Collection entries
** BEGIN **

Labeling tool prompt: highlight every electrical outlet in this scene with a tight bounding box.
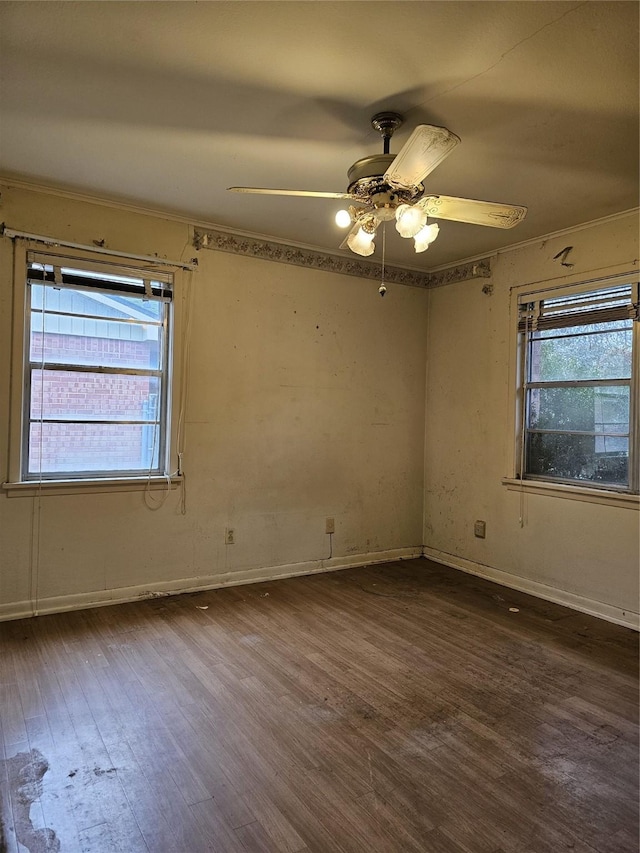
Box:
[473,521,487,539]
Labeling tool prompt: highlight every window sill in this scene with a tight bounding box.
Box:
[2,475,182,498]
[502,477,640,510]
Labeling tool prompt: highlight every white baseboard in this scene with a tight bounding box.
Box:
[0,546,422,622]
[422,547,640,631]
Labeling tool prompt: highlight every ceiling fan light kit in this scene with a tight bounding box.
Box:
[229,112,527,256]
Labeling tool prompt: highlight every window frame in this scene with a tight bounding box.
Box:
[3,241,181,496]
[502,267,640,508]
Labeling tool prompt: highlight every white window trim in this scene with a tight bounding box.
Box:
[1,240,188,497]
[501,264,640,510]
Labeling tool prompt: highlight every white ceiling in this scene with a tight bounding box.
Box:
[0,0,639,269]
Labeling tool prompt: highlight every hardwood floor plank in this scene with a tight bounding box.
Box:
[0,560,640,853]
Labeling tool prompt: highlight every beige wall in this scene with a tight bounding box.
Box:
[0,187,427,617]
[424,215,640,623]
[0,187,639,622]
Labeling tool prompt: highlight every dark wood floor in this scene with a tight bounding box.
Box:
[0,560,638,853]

** END **

• TO BE DONE
Reproduce the material word for word. Any pictures should be left out of the copy.

• THE RESPONSE
Labeling tool prompt: highlight every electrical outlet in this scene with a tight bounding box.
Box:
[473,521,487,539]
Labeling tool prompt: highlight every window sill in this scene with a tight bounding box.
Box:
[2,475,182,498]
[502,477,640,510]
Labeling tool prompt: highlight every white baseboard in this scene with a tight bounding box.
Box:
[0,546,422,622]
[422,547,640,631]
Labeling tool prompt: highlight every ceiling fan light kit in this scene with a tight bounding box.
Box:
[229,112,527,256]
Labeling tool prompt: highlight every window frame in this scene with a tight bounding box.
Box:
[3,241,181,496]
[502,267,640,508]
Labeling tool prompt: highlight every white window trim in this scene with a tight bounding box.
Box:
[1,240,188,497]
[501,264,640,510]
Labeling tool prompt: highlight every white ceiling in this scene with a tight bounding box.
Box:
[0,0,639,269]
Labeling tool prompt: highlight every hardwood floor plank in this scene with a tight bounding box.
Box:
[0,560,640,853]
Labeling tool prompt: highlight every beige wall in this scene with a tight bounding box.
Box:
[0,187,427,617]
[424,215,640,623]
[0,187,639,622]
Labeling tool prompt: highlight every dark wood floor in this scene with a tight bounding box.
Box:
[0,560,638,853]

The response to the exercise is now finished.